### OBJECTIVE
Copy all of the following material word for word, without changing a single character.

### INPUT
□ □ □ □

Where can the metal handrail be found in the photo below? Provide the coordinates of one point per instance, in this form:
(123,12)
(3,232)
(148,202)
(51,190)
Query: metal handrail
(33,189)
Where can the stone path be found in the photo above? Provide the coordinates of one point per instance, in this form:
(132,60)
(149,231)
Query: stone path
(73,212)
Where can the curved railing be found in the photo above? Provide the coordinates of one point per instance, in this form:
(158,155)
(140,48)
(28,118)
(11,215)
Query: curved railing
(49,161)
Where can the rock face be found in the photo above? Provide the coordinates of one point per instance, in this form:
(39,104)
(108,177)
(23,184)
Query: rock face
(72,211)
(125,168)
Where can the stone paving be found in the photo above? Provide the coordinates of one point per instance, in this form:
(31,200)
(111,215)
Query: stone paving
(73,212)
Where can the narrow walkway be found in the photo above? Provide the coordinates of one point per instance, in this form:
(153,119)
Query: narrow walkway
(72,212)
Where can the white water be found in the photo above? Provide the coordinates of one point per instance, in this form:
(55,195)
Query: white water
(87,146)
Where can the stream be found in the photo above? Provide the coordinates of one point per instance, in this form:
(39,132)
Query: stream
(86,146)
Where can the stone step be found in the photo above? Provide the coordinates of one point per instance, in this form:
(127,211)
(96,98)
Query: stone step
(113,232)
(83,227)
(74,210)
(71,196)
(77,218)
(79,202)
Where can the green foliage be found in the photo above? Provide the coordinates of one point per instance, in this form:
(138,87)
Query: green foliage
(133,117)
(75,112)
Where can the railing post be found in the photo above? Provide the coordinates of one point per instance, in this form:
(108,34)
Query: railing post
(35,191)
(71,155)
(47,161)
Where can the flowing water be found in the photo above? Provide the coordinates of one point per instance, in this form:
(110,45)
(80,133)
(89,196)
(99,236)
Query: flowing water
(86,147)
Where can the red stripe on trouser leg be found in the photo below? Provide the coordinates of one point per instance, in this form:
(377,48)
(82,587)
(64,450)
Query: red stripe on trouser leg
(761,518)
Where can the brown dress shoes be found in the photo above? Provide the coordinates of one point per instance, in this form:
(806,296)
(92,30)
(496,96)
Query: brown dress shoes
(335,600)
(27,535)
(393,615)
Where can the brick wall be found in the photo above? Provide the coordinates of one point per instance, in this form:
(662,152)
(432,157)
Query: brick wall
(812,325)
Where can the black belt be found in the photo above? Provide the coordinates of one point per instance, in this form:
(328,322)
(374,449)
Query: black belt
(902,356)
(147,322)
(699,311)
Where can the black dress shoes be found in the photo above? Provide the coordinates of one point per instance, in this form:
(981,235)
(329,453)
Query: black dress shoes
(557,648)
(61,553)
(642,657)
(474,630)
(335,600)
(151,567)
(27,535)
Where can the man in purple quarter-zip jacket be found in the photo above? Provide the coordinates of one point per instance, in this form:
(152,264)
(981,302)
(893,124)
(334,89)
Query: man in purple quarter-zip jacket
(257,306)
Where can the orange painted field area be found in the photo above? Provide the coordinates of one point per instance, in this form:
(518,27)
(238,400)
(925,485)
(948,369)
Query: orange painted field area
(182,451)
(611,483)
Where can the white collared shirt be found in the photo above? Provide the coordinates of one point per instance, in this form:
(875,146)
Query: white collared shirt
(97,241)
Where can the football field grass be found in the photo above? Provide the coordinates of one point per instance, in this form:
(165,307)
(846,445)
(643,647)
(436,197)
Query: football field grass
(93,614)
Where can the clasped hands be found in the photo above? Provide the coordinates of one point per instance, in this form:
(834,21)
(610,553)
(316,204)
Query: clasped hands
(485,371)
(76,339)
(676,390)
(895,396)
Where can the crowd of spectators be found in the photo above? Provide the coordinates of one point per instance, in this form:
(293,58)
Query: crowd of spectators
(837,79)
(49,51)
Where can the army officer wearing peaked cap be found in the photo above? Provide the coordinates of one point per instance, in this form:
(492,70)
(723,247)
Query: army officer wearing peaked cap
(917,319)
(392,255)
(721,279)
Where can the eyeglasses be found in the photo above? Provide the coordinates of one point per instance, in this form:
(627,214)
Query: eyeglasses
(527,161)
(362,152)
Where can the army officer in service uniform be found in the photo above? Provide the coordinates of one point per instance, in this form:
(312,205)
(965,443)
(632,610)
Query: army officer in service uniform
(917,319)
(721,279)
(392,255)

□ □ □ □

### SOLVED EXERCISE
Where can the metal handrail be found in the photo below? Provide the coordinates of one point per instance, in this form:
(123,12)
(3,232)
(148,202)
(51,190)
Query: metal handrail
(33,189)
Where can the stone path be found in the photo above? Provide the coordinates of one point per instance, in this form:
(132,60)
(149,231)
Query: stone path
(73,212)
Where can the curved railing be found in the photo above? Provide the coordinates of one point per instance, in this form:
(158,155)
(140,48)
(28,118)
(11,215)
Query: curved railing
(49,161)
Where can the rock face be found in the photo above? Provide the coordinates of one point per instance, in this form:
(39,104)
(108,177)
(23,184)
Query: rock face
(72,211)
(125,168)
Where can the stone paving be found in the photo above? Provide the coordinates of one point per instance, in this form:
(31,200)
(111,215)
Query: stone paving
(73,212)
Where can the narrow walkway be found in the photo above? Provide the coordinates of one point per instance, in this form:
(153,119)
Query: narrow walkway
(72,212)
Where can the white water be found in the photo above? Provide the coordinates of one point per instance, in this form:
(55,195)
Query: white water
(87,146)
Where can the stream be found in the photo above? Provide the coordinates of one point per instance, in this form:
(39,132)
Query: stream
(86,146)
Where can the stone step be found in the photo above? Provide the coordinates of one point per instance, in this form:
(127,211)
(96,98)
Query: stone step
(113,232)
(83,227)
(74,210)
(71,196)
(77,218)
(79,202)
Where can the green foliage be found in the photo above? Provide the coordinates of one point per instance, in this form:
(138,87)
Query: green foliage
(133,117)
(75,112)
Where can the railing post be found in the photo above? Provide the coordinates of one point per instance, in this form:
(108,34)
Query: railing post
(35,191)
(71,155)
(47,161)
Where can the flowing water be found in the photo above? Provide the coordinates of one point per instance, in this form:
(110,45)
(80,133)
(89,196)
(99,236)
Query: flowing water
(86,147)
Where can the red stripe on trouser leg be found in the photo below? Provide the coordinates of one point per instance, in this form:
(377,48)
(82,587)
(64,450)
Query: red stripe on trouser leg
(761,518)
Where can the brown dress shoes be found in the photo above? Provide the coordinates of one point per instance, in this form:
(806,296)
(92,30)
(496,96)
Query: brown dress shoes
(335,600)
(27,535)
(393,615)
Where can the brick wall be found in the photo above? Provide the coordinates of one point per instance, in this form:
(662,152)
(432,157)
Query: brick wall
(812,325)
Where can the black belt be found in the photo above? Provide the coordinates of one point per instance, in this form:
(328,322)
(374,449)
Query: black belt
(902,356)
(147,322)
(699,311)
Where can the black dress shoes be found in the photo above? Provide the coordinates of one point per instance, in this form:
(981,235)
(329,453)
Query: black dress shoes
(557,648)
(61,553)
(642,657)
(474,630)
(335,600)
(151,567)
(27,535)
Where can the man in purple quarter-zip jacket be found in the photo above? Provide the coordinates of one point per instance, in this form:
(152,264)
(981,302)
(893,124)
(334,89)
Query: man in purple quarter-zip jacket
(257,306)
Where can the orange painted field area be found in the photo above? Provide the coordinates of one point per instance, in this form:
(518,27)
(238,400)
(925,485)
(948,369)
Query: orange painted field area
(182,451)
(611,483)
Where can the white collared shirt be found in the photo above? Provide the coordinates of one point per instance, in this form:
(875,146)
Query: white collared shirt
(97,241)
Where can the football field grass be found in the photo above? Provide the coordinates of one point per instance, in this form:
(165,307)
(846,445)
(643,647)
(436,197)
Query: football field grass
(93,614)
Where can the clasped hands be found in the photo above? Provide the coordinates of one point per instance, in this form:
(834,21)
(610,553)
(316,204)
Query: clasped hands
(485,371)
(76,339)
(676,390)
(895,396)
Where can the crowd of spectators be found in the photo above? Provide the coordinates of one point per instance, in this form:
(293,58)
Query: crowd of spectators
(837,79)
(49,51)
Where can the army officer wearing peaked cap be found in the photo above? Provide the coordinates of one point per instance, in this form:
(492,70)
(723,247)
Query: army officer wearing peaked cap
(917,319)
(392,255)
(721,279)
Where can the eyeglasses be found in the photo above? Provide the coordinates of one point per instance, in this form:
(627,214)
Query: eyeglasses
(527,161)
(362,152)
Where can the army officer in service uniform be found in the photo above? Provide the coordinates of one point per instance, in this form:
(312,205)
(965,443)
(632,610)
Query: army officer in service uniform
(917,319)
(721,279)
(392,255)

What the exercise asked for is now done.